======== PROVIDED ENTRIES
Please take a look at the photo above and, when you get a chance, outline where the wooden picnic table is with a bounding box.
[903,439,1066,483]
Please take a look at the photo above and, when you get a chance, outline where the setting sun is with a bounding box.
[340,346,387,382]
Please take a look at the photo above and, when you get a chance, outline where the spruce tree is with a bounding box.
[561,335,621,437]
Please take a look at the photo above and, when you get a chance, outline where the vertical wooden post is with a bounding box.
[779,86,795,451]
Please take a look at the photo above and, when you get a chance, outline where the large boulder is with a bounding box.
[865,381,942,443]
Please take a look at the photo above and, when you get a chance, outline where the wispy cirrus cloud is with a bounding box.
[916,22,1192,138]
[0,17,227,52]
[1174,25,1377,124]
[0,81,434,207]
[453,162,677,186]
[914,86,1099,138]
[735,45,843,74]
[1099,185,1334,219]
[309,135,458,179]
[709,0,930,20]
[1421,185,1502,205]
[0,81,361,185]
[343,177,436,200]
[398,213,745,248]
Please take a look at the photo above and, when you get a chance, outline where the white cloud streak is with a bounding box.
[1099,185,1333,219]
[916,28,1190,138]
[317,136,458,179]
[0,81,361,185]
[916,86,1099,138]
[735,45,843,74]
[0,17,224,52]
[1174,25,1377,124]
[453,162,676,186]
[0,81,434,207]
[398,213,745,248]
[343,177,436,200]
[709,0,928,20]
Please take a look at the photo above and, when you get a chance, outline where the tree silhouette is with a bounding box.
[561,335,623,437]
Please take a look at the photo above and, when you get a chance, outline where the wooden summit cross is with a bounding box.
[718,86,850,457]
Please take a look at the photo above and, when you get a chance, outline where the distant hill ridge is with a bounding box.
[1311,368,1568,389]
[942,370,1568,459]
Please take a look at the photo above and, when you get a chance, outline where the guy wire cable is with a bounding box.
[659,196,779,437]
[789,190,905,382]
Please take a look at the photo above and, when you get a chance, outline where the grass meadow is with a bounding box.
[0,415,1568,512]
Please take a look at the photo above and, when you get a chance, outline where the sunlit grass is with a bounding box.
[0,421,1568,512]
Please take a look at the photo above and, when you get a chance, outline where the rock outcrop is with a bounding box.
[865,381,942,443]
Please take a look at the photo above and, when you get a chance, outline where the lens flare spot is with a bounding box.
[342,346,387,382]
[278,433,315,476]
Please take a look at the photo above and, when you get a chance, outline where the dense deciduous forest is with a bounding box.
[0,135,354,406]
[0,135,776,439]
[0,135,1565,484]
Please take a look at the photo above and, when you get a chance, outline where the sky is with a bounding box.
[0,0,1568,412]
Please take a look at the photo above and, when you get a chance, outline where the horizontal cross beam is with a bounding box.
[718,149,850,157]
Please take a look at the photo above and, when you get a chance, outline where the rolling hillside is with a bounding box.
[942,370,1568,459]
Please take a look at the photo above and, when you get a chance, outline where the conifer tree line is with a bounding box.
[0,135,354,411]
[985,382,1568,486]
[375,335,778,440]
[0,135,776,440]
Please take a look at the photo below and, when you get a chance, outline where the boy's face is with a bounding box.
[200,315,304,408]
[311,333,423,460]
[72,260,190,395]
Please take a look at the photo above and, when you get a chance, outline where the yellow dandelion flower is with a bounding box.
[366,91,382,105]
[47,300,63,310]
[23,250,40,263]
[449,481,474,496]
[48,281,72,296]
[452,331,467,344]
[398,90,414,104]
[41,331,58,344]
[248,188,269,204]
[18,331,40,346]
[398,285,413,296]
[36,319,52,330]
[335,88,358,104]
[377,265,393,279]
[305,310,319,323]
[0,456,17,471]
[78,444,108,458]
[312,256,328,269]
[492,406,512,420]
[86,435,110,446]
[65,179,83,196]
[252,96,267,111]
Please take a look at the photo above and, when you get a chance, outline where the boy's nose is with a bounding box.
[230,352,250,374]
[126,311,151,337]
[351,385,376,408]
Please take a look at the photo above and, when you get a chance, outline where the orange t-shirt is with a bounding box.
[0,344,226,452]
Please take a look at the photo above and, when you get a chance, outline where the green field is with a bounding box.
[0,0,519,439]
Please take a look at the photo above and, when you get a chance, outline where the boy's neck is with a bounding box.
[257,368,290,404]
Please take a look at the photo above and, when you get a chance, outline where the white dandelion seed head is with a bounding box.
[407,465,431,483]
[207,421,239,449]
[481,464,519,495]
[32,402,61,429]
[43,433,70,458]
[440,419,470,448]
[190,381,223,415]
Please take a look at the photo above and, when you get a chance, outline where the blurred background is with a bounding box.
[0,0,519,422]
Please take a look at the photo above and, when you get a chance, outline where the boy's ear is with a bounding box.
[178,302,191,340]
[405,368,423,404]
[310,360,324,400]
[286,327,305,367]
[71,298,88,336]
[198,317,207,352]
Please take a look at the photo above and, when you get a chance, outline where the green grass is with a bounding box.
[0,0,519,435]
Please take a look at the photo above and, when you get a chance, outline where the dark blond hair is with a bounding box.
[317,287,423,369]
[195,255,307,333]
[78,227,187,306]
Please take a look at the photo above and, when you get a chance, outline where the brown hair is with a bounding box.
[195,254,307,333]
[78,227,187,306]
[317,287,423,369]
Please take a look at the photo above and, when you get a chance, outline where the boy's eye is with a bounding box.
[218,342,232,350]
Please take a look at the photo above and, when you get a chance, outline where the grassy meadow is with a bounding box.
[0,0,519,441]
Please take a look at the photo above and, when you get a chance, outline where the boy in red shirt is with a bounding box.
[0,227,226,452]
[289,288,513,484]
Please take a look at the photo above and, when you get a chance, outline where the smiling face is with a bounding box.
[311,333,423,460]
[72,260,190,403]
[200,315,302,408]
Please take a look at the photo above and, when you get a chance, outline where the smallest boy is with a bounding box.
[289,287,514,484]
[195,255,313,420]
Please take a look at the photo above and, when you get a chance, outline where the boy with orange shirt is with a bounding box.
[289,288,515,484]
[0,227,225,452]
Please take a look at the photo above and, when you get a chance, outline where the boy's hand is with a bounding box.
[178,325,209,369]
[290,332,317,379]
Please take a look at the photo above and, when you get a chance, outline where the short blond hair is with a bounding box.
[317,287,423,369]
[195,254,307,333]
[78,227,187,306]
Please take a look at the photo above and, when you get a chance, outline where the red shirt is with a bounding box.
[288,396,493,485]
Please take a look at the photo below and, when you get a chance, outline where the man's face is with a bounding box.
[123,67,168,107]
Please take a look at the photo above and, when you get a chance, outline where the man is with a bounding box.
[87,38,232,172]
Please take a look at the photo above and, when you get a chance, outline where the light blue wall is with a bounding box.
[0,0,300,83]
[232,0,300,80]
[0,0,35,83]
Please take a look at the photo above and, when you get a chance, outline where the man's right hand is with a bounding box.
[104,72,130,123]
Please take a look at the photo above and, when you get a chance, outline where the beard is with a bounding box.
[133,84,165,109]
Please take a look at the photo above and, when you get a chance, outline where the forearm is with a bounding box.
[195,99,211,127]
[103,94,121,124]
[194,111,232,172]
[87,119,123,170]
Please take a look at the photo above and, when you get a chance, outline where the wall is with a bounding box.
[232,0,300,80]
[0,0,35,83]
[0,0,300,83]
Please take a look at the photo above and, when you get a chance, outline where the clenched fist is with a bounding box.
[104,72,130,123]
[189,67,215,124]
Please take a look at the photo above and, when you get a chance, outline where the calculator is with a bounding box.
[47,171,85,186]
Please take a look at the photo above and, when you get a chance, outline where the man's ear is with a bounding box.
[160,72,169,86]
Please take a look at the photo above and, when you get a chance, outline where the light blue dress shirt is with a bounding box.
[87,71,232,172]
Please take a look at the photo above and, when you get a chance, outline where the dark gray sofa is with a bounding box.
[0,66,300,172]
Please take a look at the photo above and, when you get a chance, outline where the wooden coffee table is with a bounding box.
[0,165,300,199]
================
-- EXERCISE INSTRUCTIONS --
Lay out the material as a JSON list of strings, starting at the line containing "field is with a bounding box." and ending at the line containing "[0,0,519,422]". Use one string per line and leave out any blank lines.

-- OUTPUT --
[
  "Please take a look at the photo above and, when you get a chance, outline where the green field is with a bounding box.",
  "[0,0,519,439]",
  "Please take a look at the photo above and, when you get a chance, outline where the boy's neck is with a bounding box.",
  "[257,368,290,404]",
  "Please take a look at the photo above and, when you get a chance, outline where the white dandelion seed head is with a bounding box.",
  "[407,465,431,483]",
  "[207,421,239,449]",
  "[481,464,519,495]",
  "[32,402,61,429]",
  "[43,433,70,458]",
  "[440,419,470,448]",
  "[190,381,223,415]",
  "Please take a look at the photo above and, when you get a chance, outline where the blurred background is with a bounding box.",
  "[0,0,519,422]"
]